_Task statement_:
Write out the lines of the listing below, from the line containing "Task: indicate every instance of the dashboard with" through the line containing "[(852, 122)]", as a JSON list of strings. Include both end lines, give one string per line, and omit blank lines.

_Record extracts_:
========================================================================

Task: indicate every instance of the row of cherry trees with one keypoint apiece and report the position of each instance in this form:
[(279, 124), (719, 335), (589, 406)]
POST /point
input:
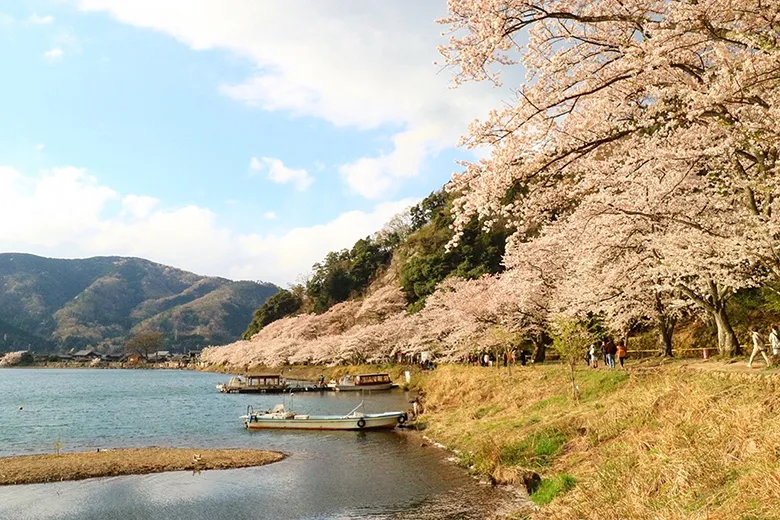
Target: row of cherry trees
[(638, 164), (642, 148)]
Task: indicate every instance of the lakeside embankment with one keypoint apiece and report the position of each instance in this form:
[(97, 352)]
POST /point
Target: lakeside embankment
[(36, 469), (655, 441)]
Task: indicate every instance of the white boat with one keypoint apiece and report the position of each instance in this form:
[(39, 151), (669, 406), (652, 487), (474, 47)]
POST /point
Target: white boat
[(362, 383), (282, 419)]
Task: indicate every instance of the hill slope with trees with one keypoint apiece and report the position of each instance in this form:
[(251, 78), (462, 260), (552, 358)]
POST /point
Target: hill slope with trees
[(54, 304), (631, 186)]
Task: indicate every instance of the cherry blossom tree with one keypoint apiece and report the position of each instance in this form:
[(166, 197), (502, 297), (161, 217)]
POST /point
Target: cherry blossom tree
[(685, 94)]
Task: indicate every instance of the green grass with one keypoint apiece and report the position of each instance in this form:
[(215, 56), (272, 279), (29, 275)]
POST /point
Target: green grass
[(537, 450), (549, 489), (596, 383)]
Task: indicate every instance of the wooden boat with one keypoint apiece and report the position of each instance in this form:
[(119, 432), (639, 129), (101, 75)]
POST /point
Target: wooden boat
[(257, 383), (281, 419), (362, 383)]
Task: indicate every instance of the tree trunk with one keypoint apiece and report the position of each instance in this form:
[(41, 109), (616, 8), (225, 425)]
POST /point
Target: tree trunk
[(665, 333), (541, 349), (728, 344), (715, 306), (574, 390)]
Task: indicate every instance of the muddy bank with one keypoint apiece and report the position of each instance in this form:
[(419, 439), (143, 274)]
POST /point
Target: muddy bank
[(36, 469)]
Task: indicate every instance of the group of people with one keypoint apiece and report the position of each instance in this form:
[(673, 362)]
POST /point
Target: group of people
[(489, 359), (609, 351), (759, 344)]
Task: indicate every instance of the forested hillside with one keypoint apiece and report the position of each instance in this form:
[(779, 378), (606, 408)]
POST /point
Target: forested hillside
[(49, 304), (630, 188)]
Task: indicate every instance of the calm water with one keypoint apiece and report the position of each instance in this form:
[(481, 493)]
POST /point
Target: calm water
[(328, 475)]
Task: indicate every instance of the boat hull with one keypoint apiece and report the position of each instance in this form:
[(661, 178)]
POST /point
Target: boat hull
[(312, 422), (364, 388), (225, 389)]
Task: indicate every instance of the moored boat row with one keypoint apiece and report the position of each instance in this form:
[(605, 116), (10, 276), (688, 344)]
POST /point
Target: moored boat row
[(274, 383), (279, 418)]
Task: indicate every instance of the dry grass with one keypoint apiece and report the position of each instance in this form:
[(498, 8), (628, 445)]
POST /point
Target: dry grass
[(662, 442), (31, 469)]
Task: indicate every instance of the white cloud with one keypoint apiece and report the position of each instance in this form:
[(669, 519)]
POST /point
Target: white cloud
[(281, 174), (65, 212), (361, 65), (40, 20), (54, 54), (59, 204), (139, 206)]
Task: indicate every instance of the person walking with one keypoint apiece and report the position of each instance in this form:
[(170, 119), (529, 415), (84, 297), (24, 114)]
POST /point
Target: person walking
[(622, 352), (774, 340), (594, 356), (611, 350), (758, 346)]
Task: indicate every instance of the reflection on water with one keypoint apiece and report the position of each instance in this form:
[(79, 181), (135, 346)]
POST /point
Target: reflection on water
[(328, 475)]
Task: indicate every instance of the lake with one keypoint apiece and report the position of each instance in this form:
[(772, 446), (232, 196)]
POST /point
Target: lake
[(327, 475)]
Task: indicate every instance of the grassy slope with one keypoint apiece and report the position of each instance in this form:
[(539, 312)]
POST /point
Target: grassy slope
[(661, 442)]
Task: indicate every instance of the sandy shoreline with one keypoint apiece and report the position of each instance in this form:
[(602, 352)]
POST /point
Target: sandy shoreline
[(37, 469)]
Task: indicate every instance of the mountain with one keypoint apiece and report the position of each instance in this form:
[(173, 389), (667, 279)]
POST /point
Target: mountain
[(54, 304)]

========================================================================

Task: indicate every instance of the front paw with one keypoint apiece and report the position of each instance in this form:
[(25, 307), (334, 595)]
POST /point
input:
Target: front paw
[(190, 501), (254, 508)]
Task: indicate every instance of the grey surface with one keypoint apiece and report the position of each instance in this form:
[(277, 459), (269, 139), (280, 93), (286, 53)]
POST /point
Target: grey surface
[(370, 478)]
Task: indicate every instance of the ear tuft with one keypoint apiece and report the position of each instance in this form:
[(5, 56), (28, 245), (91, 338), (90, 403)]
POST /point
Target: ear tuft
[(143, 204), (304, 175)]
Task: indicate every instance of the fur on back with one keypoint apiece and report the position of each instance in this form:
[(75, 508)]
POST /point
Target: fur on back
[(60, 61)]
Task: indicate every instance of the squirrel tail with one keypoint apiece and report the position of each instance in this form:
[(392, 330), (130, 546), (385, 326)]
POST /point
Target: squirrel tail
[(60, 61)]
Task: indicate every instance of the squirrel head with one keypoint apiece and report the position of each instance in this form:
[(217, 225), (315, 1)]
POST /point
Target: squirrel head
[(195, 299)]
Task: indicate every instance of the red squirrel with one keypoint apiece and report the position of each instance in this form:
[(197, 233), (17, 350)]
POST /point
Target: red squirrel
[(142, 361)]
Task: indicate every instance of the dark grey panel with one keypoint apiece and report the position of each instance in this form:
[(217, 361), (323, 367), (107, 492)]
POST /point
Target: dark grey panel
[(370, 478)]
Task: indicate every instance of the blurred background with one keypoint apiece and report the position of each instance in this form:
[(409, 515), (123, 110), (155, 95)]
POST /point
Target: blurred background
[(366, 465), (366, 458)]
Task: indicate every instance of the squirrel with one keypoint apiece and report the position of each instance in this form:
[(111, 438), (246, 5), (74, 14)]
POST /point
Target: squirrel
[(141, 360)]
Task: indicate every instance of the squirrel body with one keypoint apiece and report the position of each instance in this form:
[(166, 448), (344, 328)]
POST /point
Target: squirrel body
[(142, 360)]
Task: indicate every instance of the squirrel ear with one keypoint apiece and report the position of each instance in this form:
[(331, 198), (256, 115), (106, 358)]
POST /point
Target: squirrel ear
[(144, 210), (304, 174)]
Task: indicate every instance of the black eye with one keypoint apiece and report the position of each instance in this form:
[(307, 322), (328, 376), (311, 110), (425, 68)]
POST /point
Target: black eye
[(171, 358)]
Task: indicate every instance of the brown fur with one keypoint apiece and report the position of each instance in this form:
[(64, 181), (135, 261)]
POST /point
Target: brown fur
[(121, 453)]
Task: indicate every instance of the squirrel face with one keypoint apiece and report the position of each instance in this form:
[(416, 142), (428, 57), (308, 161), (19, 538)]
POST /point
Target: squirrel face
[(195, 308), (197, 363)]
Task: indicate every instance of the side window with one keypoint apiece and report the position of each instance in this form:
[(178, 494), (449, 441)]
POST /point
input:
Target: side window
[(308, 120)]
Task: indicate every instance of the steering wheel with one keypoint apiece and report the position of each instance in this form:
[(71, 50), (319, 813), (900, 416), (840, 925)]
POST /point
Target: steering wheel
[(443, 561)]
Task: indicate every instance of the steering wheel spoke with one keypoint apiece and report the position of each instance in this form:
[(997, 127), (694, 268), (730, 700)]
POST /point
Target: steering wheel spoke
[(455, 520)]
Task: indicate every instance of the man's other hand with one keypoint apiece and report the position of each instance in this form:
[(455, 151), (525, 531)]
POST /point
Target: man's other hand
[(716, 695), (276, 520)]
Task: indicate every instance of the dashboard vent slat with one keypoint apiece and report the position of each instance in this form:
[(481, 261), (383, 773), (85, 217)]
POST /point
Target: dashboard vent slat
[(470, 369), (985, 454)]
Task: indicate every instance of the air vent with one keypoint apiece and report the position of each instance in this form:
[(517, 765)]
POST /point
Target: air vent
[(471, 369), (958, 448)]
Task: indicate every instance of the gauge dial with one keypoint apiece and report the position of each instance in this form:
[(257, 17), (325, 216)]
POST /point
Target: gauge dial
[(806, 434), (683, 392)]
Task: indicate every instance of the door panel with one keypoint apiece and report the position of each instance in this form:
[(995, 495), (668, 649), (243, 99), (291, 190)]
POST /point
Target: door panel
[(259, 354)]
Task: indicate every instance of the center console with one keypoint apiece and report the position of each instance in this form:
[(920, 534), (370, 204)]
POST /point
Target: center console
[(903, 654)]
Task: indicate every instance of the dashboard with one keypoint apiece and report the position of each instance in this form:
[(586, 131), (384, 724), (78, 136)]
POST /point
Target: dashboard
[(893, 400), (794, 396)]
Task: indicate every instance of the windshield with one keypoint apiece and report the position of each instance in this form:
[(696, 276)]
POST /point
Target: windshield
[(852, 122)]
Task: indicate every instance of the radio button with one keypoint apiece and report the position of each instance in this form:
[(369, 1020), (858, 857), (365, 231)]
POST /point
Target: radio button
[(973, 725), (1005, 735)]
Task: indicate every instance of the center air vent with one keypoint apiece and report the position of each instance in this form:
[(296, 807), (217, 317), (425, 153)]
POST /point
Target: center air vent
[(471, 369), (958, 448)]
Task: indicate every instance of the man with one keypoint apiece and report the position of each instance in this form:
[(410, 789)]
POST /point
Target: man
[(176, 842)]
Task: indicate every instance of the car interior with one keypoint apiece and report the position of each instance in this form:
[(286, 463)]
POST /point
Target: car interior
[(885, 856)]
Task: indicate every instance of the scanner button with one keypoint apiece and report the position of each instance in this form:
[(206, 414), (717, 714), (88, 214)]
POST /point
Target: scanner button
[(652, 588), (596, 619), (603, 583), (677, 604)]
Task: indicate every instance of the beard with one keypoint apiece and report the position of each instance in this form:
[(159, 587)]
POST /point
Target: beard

========================================================================

_Response to the task_:
[
  "Task: indicate every instance of the dashboard with one keypoint apiece and report the position of each instance in this form:",
  "[(586, 131), (384, 724), (78, 136)]",
  "POST /point",
  "Target: dashboard",
  "[(893, 400), (794, 396)]",
  "Task: indicate every instance of the windshield with one keypoint apiece and report the position of each instance in this form:",
  "[(696, 276)]",
  "POST /point",
  "Target: windshield",
  "[(852, 122)]"
]